* [YOUR ASSIGNMENT]: The output must be the line with "For every instance of the number" and every following line to the end of the material, exactly as they appear, and nothing else.

++++ GIVEN RECORDS

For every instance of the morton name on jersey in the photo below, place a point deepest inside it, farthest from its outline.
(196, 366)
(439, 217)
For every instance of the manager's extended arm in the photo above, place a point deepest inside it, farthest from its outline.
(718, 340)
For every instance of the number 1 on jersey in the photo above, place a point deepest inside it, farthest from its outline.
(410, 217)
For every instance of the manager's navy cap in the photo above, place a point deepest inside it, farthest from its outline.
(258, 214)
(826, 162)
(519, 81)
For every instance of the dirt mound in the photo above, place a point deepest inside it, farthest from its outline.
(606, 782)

++++++++

* [RESULT OF THIS TASK]:
For every instance of the number 1 on jersey in the photo above, place a point deepest inside it, farthest from its outline.
(410, 217)
For every instance of the manager's navy cap in the photo above, place a point deepest inside it, farthest from its outline.
(258, 214)
(826, 162)
(519, 81)
For every instance of the dirt mound in the photo above, place a point deepest inside it, farthest from its outline.
(606, 782)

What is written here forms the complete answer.